### JOB
Reproduce word for word the part of the items below that opens with the line containing "Question. Point out each instance of the pie" and runs through the end of the items.

◆ ◆ ◆ ◆

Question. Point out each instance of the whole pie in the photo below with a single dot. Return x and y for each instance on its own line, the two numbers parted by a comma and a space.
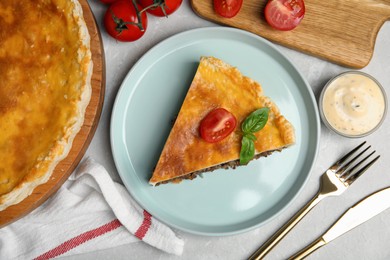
217, 84
45, 72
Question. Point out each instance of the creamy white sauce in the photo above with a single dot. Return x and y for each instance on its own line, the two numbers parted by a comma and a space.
353, 104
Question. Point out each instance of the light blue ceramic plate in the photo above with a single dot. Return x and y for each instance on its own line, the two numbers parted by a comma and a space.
225, 201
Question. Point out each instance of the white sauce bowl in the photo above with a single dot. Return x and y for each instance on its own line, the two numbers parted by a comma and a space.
353, 104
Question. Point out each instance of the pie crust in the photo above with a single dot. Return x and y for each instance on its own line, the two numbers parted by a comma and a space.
46, 69
218, 84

◆ ◆ ◆ ◆

### FINISHED TASK
Question. Point out each instance of the pie crust in the photo above with a single dot. Return x and y for each instance on its own line, the two numbers parted by a comma and a space.
46, 69
218, 84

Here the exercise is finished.